═════ TASK DATA
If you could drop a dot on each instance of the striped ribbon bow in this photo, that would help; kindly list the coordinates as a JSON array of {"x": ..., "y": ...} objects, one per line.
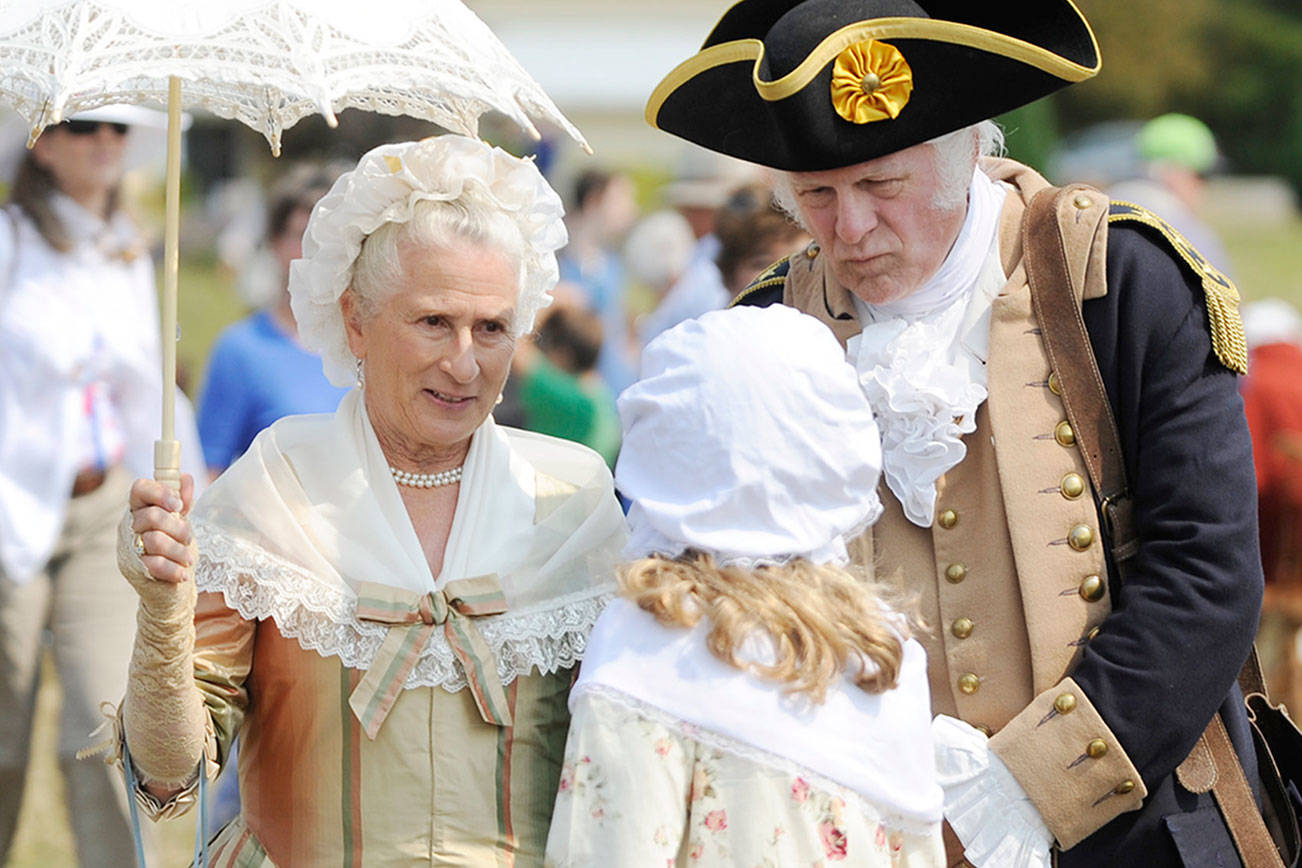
[{"x": 412, "y": 618}]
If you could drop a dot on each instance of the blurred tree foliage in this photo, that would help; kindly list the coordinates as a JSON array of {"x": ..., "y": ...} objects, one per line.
[{"x": 1236, "y": 64}]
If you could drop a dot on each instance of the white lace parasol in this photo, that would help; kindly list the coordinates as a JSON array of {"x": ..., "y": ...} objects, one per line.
[{"x": 266, "y": 63}]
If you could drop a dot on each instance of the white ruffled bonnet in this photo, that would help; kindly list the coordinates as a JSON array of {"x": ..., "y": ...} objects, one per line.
[
  {"x": 386, "y": 186},
  {"x": 747, "y": 437}
]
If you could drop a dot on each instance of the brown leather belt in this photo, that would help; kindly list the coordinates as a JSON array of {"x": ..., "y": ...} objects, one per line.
[{"x": 89, "y": 480}]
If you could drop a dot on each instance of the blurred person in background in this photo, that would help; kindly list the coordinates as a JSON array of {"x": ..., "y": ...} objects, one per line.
[
  {"x": 80, "y": 407},
  {"x": 600, "y": 211},
  {"x": 557, "y": 387},
  {"x": 1178, "y": 151},
  {"x": 658, "y": 251},
  {"x": 258, "y": 370},
  {"x": 754, "y": 232},
  {"x": 703, "y": 182},
  {"x": 1272, "y": 400}
]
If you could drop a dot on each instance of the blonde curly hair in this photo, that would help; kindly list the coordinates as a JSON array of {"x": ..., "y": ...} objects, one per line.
[{"x": 823, "y": 618}]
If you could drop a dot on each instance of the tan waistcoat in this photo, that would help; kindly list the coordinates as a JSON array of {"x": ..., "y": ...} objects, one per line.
[{"x": 1012, "y": 578}]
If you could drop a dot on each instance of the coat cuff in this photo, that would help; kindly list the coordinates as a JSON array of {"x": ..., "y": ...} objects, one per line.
[{"x": 1069, "y": 763}]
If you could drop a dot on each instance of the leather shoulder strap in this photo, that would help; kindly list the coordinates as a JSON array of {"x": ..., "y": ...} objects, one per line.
[
  {"x": 1212, "y": 764},
  {"x": 1057, "y": 310}
]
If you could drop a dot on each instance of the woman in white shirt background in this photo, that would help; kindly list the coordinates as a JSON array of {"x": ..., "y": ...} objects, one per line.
[{"x": 80, "y": 400}]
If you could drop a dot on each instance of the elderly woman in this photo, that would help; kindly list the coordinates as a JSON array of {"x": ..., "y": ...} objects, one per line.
[
  {"x": 753, "y": 700},
  {"x": 392, "y": 599}
]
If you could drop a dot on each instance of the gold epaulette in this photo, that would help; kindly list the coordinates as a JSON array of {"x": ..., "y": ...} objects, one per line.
[
  {"x": 772, "y": 276},
  {"x": 1221, "y": 296}
]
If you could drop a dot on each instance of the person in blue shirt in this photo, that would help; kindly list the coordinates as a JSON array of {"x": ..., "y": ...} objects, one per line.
[{"x": 258, "y": 371}]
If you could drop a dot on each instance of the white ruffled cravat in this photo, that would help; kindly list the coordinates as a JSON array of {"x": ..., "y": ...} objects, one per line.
[{"x": 922, "y": 359}]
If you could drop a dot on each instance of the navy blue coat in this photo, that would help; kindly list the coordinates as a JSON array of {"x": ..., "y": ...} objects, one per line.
[{"x": 1181, "y": 626}]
══════════
# EXERCISE PROMPT:
The listing is to be repeated exactly, with its pictures removed.

# RESPONSE TO THE TASK:
If you could drop a dot on each instance of the striped ribbon bow in this photo, that would help; kindly list the coordinates as a JSON array of {"x": ..., "y": ...} objects, one per line.
[{"x": 412, "y": 618}]
If you could drop a dot on each instance of the blurred tree foliage in this photo, that would help; kindly list the coordinates as a JSON array of {"x": ..., "y": ...} objects, one per line.
[{"x": 1236, "y": 64}]
If you could drop a dot on each instance of the white lace parasol in this photo, that would help; kindly list the coordinates as a JSON array of {"x": ..., "y": ...} objects, one per line.
[{"x": 266, "y": 63}]
If you could drop a dot on each instance of the white ruffled bonnet in this photo, that would help; kindly list the coordinates as a JSON array of {"x": ..., "y": ...} objects, one per line.
[
  {"x": 386, "y": 186},
  {"x": 747, "y": 437}
]
If you could drop a dot on each instance of the brown leather belt in this photo, that would help; kindly list the coordinates as a JSON array of {"x": ..., "y": ...} objects, one per line.
[{"x": 89, "y": 480}]
If you could drop a dot on each instance of the blurred person in background in this photo, that would help; kindly list the coordinates as a JSON array of {"x": ..., "y": ...} objects, one per line.
[
  {"x": 80, "y": 407},
  {"x": 600, "y": 211},
  {"x": 557, "y": 387},
  {"x": 1178, "y": 151},
  {"x": 658, "y": 251},
  {"x": 258, "y": 370},
  {"x": 754, "y": 232},
  {"x": 703, "y": 182},
  {"x": 1272, "y": 400}
]
If you could drop a dot on each instance of the blonde curly hair in this photo, that would help; kindly list the coordinates as a JSON array of {"x": ..., "y": ...} objects, one per line.
[{"x": 823, "y": 618}]
If you could drop a dot on each instance of the tan waistcoat in this photo, that would help; kindly list the coordinates as a JSON array of {"x": ..., "y": ...} objects, one per line.
[{"x": 1012, "y": 578}]
If you could drop a dot on each instance of the coat cuff in this photo, that would help; kindly list the coordinates as a JSON array of {"x": ..., "y": ...} objects, one per line.
[{"x": 1069, "y": 763}]
If you could drop a dot on each instance of the leather shoulder strap in this photo, that would help; kindly list the coordinates as a JSON array of {"x": ..., "y": ...} objects, one per line.
[
  {"x": 1212, "y": 764},
  {"x": 1057, "y": 310}
]
If you could drop a dot on each instance of the woman in white shirt background in this photo, that would help; kindly list the coordinates as a JSON array of {"x": ..., "y": ...} objects, one per line.
[{"x": 80, "y": 400}]
If you could drop a dot on each instance of the elderly woman in this photo, that would help; kindly list the coordinates as a JSON array of {"x": ..., "y": ...} objects, one per line.
[
  {"x": 753, "y": 700},
  {"x": 392, "y": 599}
]
If you could drop a dot on each instance of the gold epaulette in this photo, that would help; kindly list the coordinates as a JSON array of {"x": ..., "y": ...} objects, one per line.
[
  {"x": 772, "y": 276},
  {"x": 1221, "y": 296}
]
If you could drop a dot on each instance of the person in blue shirt in this photo, that would help; kindly list the coordinates as a JSON array of {"x": ..., "y": ...} objects, one per line.
[{"x": 258, "y": 371}]
If you could drop a dot on each instance of the white ruffled cravat in this photo, that would help; kindly list the coordinates as a JSON array of {"x": ..., "y": ...} objects, one per line.
[{"x": 922, "y": 359}]
If you could drop a dot on each instance of the navy blue coat in this photo, that would help; kindly list the coordinates as a JSON array of {"x": ..., "y": ...} objects, one per line.
[{"x": 1181, "y": 626}]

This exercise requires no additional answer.